All of the data should be output character for character, except the pictures.

### Data provided:
--

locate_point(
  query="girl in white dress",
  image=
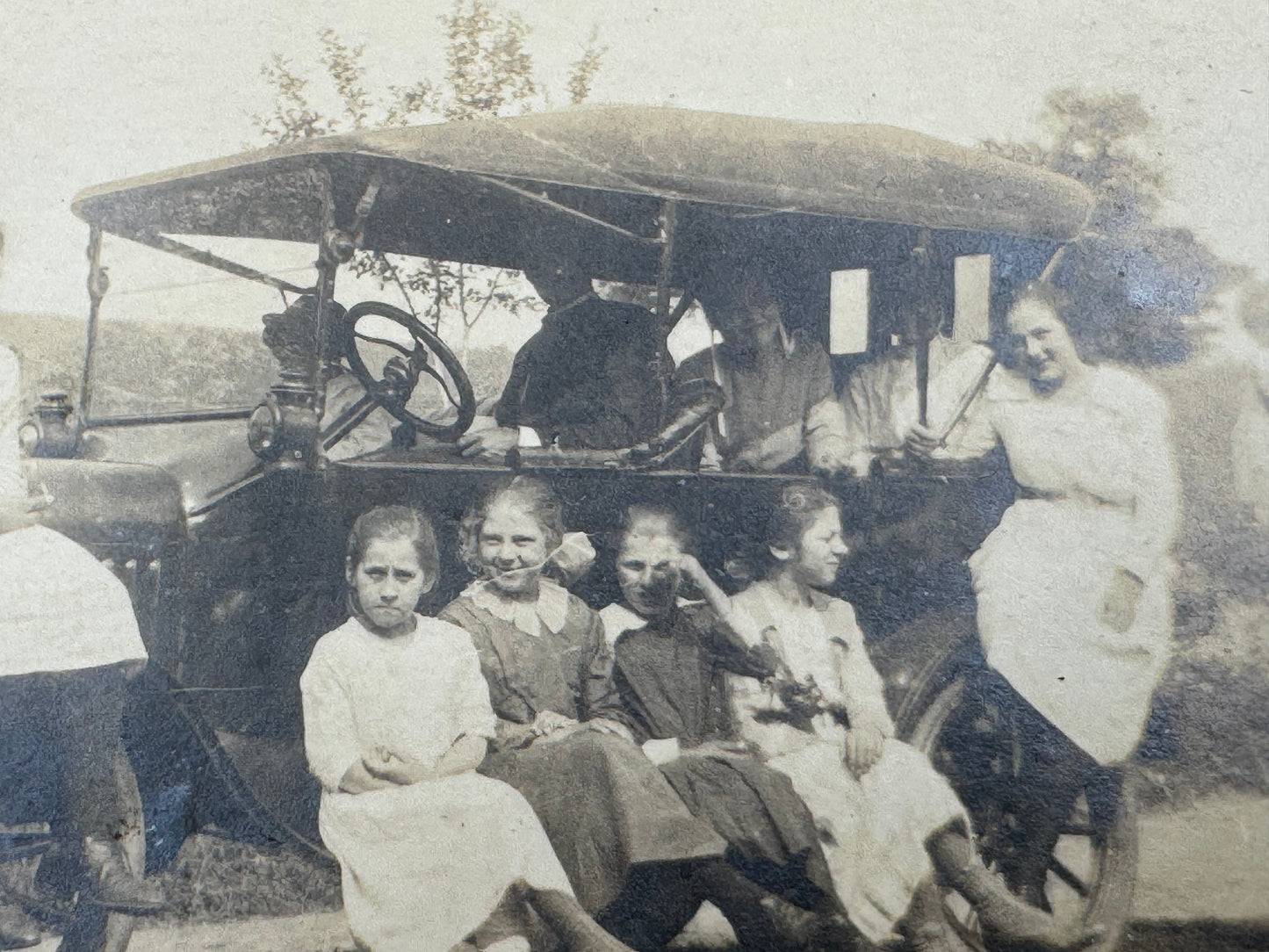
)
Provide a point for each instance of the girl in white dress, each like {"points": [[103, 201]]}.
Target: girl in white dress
{"points": [[890, 821], [433, 855], [1074, 586]]}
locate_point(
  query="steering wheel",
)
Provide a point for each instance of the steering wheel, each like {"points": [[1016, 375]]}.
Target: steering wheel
{"points": [[400, 373]]}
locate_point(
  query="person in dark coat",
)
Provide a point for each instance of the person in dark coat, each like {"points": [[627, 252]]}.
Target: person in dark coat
{"points": [[593, 377]]}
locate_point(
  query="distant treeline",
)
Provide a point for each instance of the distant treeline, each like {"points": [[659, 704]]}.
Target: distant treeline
{"points": [[145, 367]]}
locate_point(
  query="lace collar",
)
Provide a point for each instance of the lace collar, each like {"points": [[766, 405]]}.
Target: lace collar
{"points": [[547, 612]]}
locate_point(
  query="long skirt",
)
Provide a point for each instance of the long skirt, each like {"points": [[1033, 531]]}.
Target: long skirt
{"points": [[875, 826], [605, 807], [1041, 578], [422, 866], [769, 830]]}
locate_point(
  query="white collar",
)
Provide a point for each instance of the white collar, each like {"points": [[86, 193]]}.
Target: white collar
{"points": [[548, 610]]}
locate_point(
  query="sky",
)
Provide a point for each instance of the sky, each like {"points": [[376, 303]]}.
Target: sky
{"points": [[102, 89]]}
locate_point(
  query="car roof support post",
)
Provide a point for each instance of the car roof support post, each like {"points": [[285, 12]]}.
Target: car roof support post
{"points": [[664, 276], [97, 284]]}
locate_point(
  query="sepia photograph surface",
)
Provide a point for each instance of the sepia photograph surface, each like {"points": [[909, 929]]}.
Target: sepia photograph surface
{"points": [[561, 476]]}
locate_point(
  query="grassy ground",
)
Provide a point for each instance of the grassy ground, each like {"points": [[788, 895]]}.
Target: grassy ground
{"points": [[217, 880]]}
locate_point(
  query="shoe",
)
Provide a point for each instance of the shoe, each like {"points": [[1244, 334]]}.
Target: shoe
{"points": [[934, 937], [119, 890], [17, 928]]}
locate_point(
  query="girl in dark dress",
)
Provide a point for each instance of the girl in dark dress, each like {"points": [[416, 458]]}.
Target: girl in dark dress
{"points": [[670, 667], [615, 821]]}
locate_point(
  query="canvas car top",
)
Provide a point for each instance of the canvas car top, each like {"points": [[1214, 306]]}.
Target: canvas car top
{"points": [[499, 191]]}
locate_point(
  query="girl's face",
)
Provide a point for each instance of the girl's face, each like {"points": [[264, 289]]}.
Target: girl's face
{"points": [[388, 583], [512, 547], [1047, 345], [820, 551], [647, 570]]}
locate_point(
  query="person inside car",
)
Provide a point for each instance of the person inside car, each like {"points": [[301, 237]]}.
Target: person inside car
{"points": [[593, 377], [781, 412]]}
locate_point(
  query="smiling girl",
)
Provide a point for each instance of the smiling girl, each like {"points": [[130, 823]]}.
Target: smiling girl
{"points": [[619, 829], [894, 830], [396, 720]]}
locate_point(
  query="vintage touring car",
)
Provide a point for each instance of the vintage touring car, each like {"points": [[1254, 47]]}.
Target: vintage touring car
{"points": [[227, 521]]}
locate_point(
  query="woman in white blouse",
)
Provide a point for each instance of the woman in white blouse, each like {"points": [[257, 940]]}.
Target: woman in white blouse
{"points": [[1074, 584], [890, 819], [398, 718]]}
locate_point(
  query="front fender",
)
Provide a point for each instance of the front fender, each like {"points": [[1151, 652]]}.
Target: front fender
{"points": [[105, 505]]}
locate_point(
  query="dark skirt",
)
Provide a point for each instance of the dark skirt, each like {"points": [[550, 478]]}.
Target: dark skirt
{"points": [[604, 807], [768, 828]]}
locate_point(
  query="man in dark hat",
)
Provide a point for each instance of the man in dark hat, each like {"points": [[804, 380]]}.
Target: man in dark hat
{"points": [[593, 377]]}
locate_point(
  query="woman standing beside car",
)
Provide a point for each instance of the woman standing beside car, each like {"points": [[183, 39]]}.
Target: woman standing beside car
{"points": [[1072, 587]]}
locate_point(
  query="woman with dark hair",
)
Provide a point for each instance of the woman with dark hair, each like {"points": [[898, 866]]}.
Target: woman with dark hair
{"points": [[433, 855], [891, 820], [1072, 587], [621, 832]]}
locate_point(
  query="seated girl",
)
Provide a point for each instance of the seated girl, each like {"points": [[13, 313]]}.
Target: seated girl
{"points": [[890, 821], [616, 826], [670, 666], [396, 720]]}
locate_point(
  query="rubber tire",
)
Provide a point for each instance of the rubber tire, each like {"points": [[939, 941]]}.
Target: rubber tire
{"points": [[934, 695]]}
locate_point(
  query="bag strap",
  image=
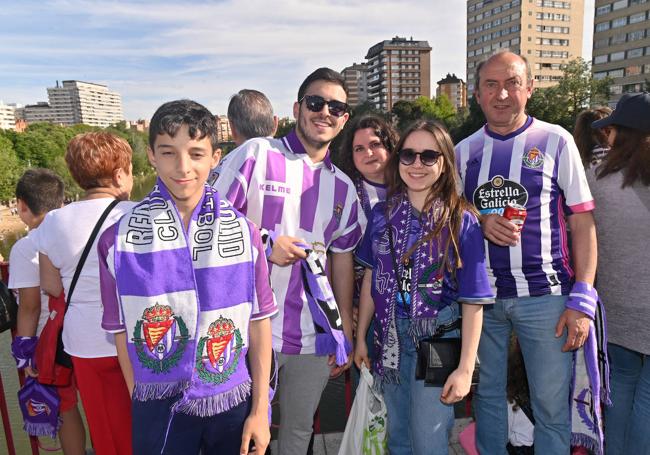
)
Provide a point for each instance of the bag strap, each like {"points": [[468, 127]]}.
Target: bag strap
{"points": [[395, 266], [86, 250]]}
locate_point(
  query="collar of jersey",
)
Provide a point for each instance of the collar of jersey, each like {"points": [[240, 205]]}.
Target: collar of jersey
{"points": [[492, 134], [294, 145]]}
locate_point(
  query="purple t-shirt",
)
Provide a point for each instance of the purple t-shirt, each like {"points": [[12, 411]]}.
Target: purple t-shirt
{"points": [[539, 167], [277, 186], [471, 283]]}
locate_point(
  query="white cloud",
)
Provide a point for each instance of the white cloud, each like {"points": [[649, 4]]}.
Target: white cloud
{"points": [[155, 51]]}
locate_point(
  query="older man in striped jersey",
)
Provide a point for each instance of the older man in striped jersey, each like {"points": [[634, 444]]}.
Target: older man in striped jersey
{"points": [[519, 159], [289, 186]]}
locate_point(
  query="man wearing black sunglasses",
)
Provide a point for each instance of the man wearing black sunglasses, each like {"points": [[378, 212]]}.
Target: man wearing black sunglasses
{"points": [[290, 188], [544, 294]]}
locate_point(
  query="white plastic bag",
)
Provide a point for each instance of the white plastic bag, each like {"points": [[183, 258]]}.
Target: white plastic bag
{"points": [[365, 432]]}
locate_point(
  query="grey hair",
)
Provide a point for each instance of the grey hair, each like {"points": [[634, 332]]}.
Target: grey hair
{"points": [[251, 114], [477, 75]]}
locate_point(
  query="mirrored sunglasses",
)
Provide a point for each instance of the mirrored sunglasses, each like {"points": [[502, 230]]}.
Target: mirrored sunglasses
{"points": [[316, 103]]}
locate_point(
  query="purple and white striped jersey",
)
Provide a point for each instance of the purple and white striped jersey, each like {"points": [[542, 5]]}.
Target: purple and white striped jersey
{"points": [[277, 186], [537, 166]]}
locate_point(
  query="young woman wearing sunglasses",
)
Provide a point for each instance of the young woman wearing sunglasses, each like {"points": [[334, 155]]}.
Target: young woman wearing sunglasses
{"points": [[424, 254]]}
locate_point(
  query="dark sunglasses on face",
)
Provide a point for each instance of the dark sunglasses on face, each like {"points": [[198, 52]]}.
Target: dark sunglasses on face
{"points": [[316, 103], [427, 157]]}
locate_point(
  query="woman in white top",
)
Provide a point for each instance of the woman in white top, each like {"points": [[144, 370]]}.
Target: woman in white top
{"points": [[101, 164]]}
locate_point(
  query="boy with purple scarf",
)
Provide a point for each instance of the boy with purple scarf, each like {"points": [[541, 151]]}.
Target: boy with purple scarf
{"points": [[186, 292]]}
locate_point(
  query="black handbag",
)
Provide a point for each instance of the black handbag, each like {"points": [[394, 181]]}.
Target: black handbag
{"points": [[437, 357], [8, 308]]}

--

### Correct answer:
locate_point(
  query="girl in white dress",
  image=
)
Provide a point for each instance of the girl in white dress, each like {"points": [[103, 201]]}.
Target: girl in white dress
{"points": [[890, 821], [433, 855], [1074, 586]]}
locate_point(
  query="steering wheel",
)
Provide a point for each instance of the steering wheel, each like {"points": [[1016, 375]]}.
Target: steering wheel
{"points": [[400, 373]]}
locate_point(
  query="person in dark coat",
)
Provide a point for each instance of the person in dark coat, each like {"points": [[627, 252]]}.
Target: person in dark coat
{"points": [[593, 377]]}
locate_point(
  query="distant treeline",
)
Provide a point for each instance of the distant treeline, each like {"points": [[659, 704]]}.
Target: distant treeline
{"points": [[145, 367]]}
locate_point(
  query="lace collar",
)
Provide a point for each instance of the lace collar, each like {"points": [[766, 405]]}.
Target: lace collar
{"points": [[547, 612]]}
locate_point(
  query="long skirt",
)
Provide a point for each instance of the long skirt, each like {"points": [[1033, 531]]}.
Target: long skirt
{"points": [[875, 826], [605, 807], [1041, 578], [422, 866], [769, 830]]}
locate_point(
  query="white collar",
)
Provide a point for each instance of the white collar, each like {"points": [[86, 193]]}.
Target: white collar
{"points": [[548, 610]]}
locate_point(
  query="sky",
)
Provide a point for each instance of the sky, each like {"points": [[376, 303]]}.
Target: sky
{"points": [[102, 89]]}
locate_point(
  query="car roof support post",
)
Provide a point for each instance of the car roof support post, each like {"points": [[285, 12]]}.
Target: car roof support post
{"points": [[664, 276], [97, 284]]}
locate_point(
  query="sepia photograph surface",
)
Provide a point for each instance of the sepia photograph surface, each like {"points": [[909, 929]]}.
Target: sepia photograph surface
{"points": [[561, 476]]}
locate_point(
  query="grassy ground",
)
Provide a point for each instance of the grassy ground, each like {"points": [[788, 895]]}.
Target: grassy ground
{"points": [[217, 880]]}
locate_point(
  query="shoe",
)
Provide a point for each instance of the shoe, each like {"points": [[1244, 334]]}.
Target: shoe
{"points": [[934, 937], [119, 890], [17, 928]]}
locate_point(
  query="girl in dark dress",
)
Provide a point for each instance of the girl in dark dress, each like {"points": [[416, 458]]}.
Target: girl in dark dress
{"points": [[670, 667], [615, 821]]}
locate_point(
  query="canvas car top",
)
Provide a point for each instance of the canvas car top, each like {"points": [[1214, 306]]}.
Target: canvas car top
{"points": [[499, 191]]}
locate_point(
  query="girl's face",
)
Provide a point for each instance of the girl's face, each like {"points": [[264, 289]]}.
Target: girl's face
{"points": [[388, 583], [512, 547], [1047, 345], [820, 551], [647, 570]]}
locate_point(
  query="person inside car",
)
Provide a point for each instance of the person inside car, each like {"points": [[301, 237]]}.
Target: person inside car
{"points": [[593, 377], [781, 412]]}
locate_point(
  query="smiling girl",
)
Provide a point for each instance of the smiling girl, each like {"points": [[130, 823]]}.
Target: smiling girl
{"points": [[619, 829], [894, 830], [396, 720]]}
locate_point(
  query="vintage touring car",
)
Provide a point for each instance of the vintage touring car, each like {"points": [[1254, 47]]}.
Target: vintage touring car
{"points": [[227, 521]]}
locate_point(
  query="woman in white blouse",
)
Provide a point for each instance of the woman in white blouse, each like {"points": [[257, 940]]}.
Target: woman in white blouse
{"points": [[1074, 584], [890, 819], [398, 718]]}
locate_point(
  query="front fender",
)
Provide a point for each instance of the front fender, each like {"points": [[1151, 652]]}.
Target: front fender
{"points": [[105, 505]]}
locate_point(
  query="dark skirt",
)
Provide a point for each instance of the dark skirt, each like {"points": [[550, 478]]}.
Target: dark skirt
{"points": [[604, 807], [768, 828]]}
locate_point(
  query="man in dark hat",
)
Provide a point for each instance of the man in dark hat, each like {"points": [[804, 380]]}.
Target: man in dark hat
{"points": [[593, 377]]}
locate_point(
  query="woman standing beside car",
)
Provide a point for each instance of the woman standing beside car, each like {"points": [[183, 39]]}.
Target: woman standing beside car
{"points": [[1072, 587]]}
locate_point(
  query="woman with dark hair",
)
Provide a point for each instance of the woman with dark hair, each like {"points": [[898, 866]]}.
Target: woman with dark hair
{"points": [[433, 855], [891, 820], [1072, 587], [621, 832]]}
locate_point(
  query="seated girl",
)
Provide a point for each instance of the seated girl, each like {"points": [[13, 313]]}.
Target: seated girl
{"points": [[890, 821], [616, 826], [670, 666], [396, 720]]}
locate_point(
  query="rubber tire",
)
Provide a point for each instance of the rubber tire, each like {"points": [[939, 941]]}.
Target: rubber tire
{"points": [[934, 695]]}
locate_point(
  query="bag strap",
  image=
)
Provide a point for each instance of the bag strap, each like {"points": [[468, 127]]}.
Target: bag strap
{"points": [[395, 266], [86, 250]]}
locate_point(
  query="collar of jersey",
)
Provide a point for each instance of the collar of jersey, each like {"points": [[240, 205]]}.
Target: collar of jersey
{"points": [[492, 134], [294, 145]]}
locate_point(
  query="purple t-shirt",
)
Provide a point for each instance of the purple t-shirt, each like {"points": [[12, 411]]}.
Target: purple t-shirt
{"points": [[539, 167], [277, 186], [471, 283]]}
locate_point(
  query="white cloud",
)
Provide a point for each instance of the white cloud, each like {"points": [[649, 4]]}.
Target: white cloud
{"points": [[155, 51]]}
locate_point(
  query="older man in striped jersey",
)
Provide a point for each instance of the older man in striped jersey, each like {"points": [[634, 444]]}.
Target: older man in striped jersey
{"points": [[519, 159], [289, 186]]}
locate_point(
  query="man wearing black sunglasses",
)
Provide a point for each instance of the man wearing black sunglasses, each like {"points": [[378, 212]]}.
Target: man wearing black sunglasses
{"points": [[290, 188], [544, 294]]}
locate_point(
  query="white plastic bag",
)
Provide a point for each instance of the white plastic bag, each like {"points": [[183, 258]]}.
Target: white plastic bag
{"points": [[365, 432]]}
locate_point(
  query="grey hair",
)
Provide a point for each instance of the grey hair, each like {"points": [[634, 332]]}.
Target: grey hair
{"points": [[251, 114], [477, 75]]}
locate_point(
  query="mirrored sunglasses",
)
Provide a point for each instance of the mirrored sunglasses, each like {"points": [[502, 230]]}.
Target: mirrored sunglasses
{"points": [[316, 103]]}
locate_point(
  query="purple and white striped jersey",
)
Provide a point for each instance of the purple and white striped jersey, each like {"points": [[542, 5]]}.
Target: purple and white striped jersey
{"points": [[277, 186], [537, 166]]}
locate_point(
  query="young woman wearing sunglasses",
)
Provide a point for each instance of the young woman wearing sunglasses, each like {"points": [[334, 155]]}.
Target: young woman wearing sunglasses
{"points": [[424, 254]]}
locate_point(
  query="dark sunglasses on face",
)
Provide a point for each instance of the dark sunglasses on face, each like {"points": [[198, 52]]}.
Target: dark sunglasses on face
{"points": [[316, 103], [427, 157]]}
locate_point(
  query="woman in white top",
)
Provide a point for each instance of the woman in white top, each like {"points": [[144, 370]]}.
Target: woman in white top
{"points": [[101, 164]]}
locate_point(
  query="boy with purple scarf",
)
Provide a point for each instance of the boy with purple scarf, each like {"points": [[541, 151]]}.
Target: boy with purple scarf
{"points": [[186, 292]]}
locate_point(
  query="black handbag",
)
Provide a point for each instance of the black handbag, each like {"points": [[394, 181]]}.
Target: black handbag
{"points": [[437, 357], [8, 308]]}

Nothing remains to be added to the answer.